***** Source document *****

Hear It on Sunday, Use It on Monday: Shards

March 19, 2012 By Michelle

Rowan dropped the sugar bowl yesterday morning about 15 minutes before we left for church. The full-to-the-brim sugar bowl. As he kneeled on the counter to reach for the box of Life, he knocked the covered bowl from the shelf. It bounced off the counter, hit the floor, broke into 9 pieces and spread a swath of sugar halfway across the parquet. Then he burst into tears, because he knew what I was going to say. He knew because I tell him nearly every day: “Don’t kneel on the counters. If you need to get something use the stool or ask me.”

“I’m sorry,” he squeaked, his face scrunched scarlet, tears rolling down his cheeks as I flung open the cabinet to grab the dustpan and broom. “Are you mad?” he asked, as I tossed ceramic shards into the trash and shook sugar granules from the bills strewn across the counter.

“I’m highly irritated, highly irritated,” I muttered, teeth clenched as I brushed the grit from the bottom of one bare foot and then the other over the open trashcan. “Highly, highly irritated.”

Forty-five minutes later I saw in the pew as Pastor Greg preached on Acts 1:1-11, which includes these verses about being God’s witnesses:

“You will receive power when the Holy Spirit has come upon you, and you will be my witnesses in Jerusalem and in all Judea and Samaria, and to the end of the earth.” (Acts 1:8).

I admit, I felt pretty good about myself when I read that verse: “Hey, I’m a blogger; I write every day about God and faith. I write a newspaper column about faith. That’s witnessing, right? I’ve totally got that one covered.”

*****

* Objectives
**1.** Copy word for word the passage of the blog post that begins with the words containing "Rowan dropped the" and ends with "across the counter.".
**2.** According to the blog post, how many pieces did the sugar bowl break into when it hit the floor?
The data that comes next is separate from the blog post.

***** Given information *****

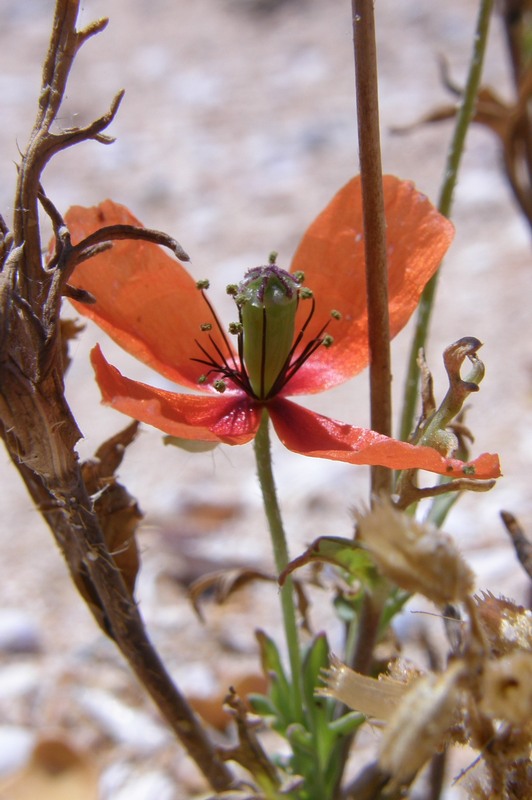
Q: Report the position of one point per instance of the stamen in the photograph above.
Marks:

*****

* Answers to the tasks
**1.**
Rowan dropped the sugar bowl yesterday morning about 15 minutes before we left for church. The full-to-the-brim sugar bowl. As he kneeled on the counter to reach for the box of Life, he knocked the covered bowl from the shelf. It bounced off the counter, hit the floor, broke into 9 pieces and spread a swath of sugar halfway across the parquet. Then he burst into tears, because he knew what I was going to say. He knew because I tell him nearly every day: “Don’t kneel on the counters. If you need to get something use the stool or ask me.”

“I’m sorry,” he squeaked, his face scrunched scarlet, tears rolling down his cheeks as I flung open the cabinet to grab the dustpan and broom. “Are you mad?” he asked, as I tossed ceramic shards into the trash and shook sugar granules from the bills strewn across the counter.

**2.** 9 pieces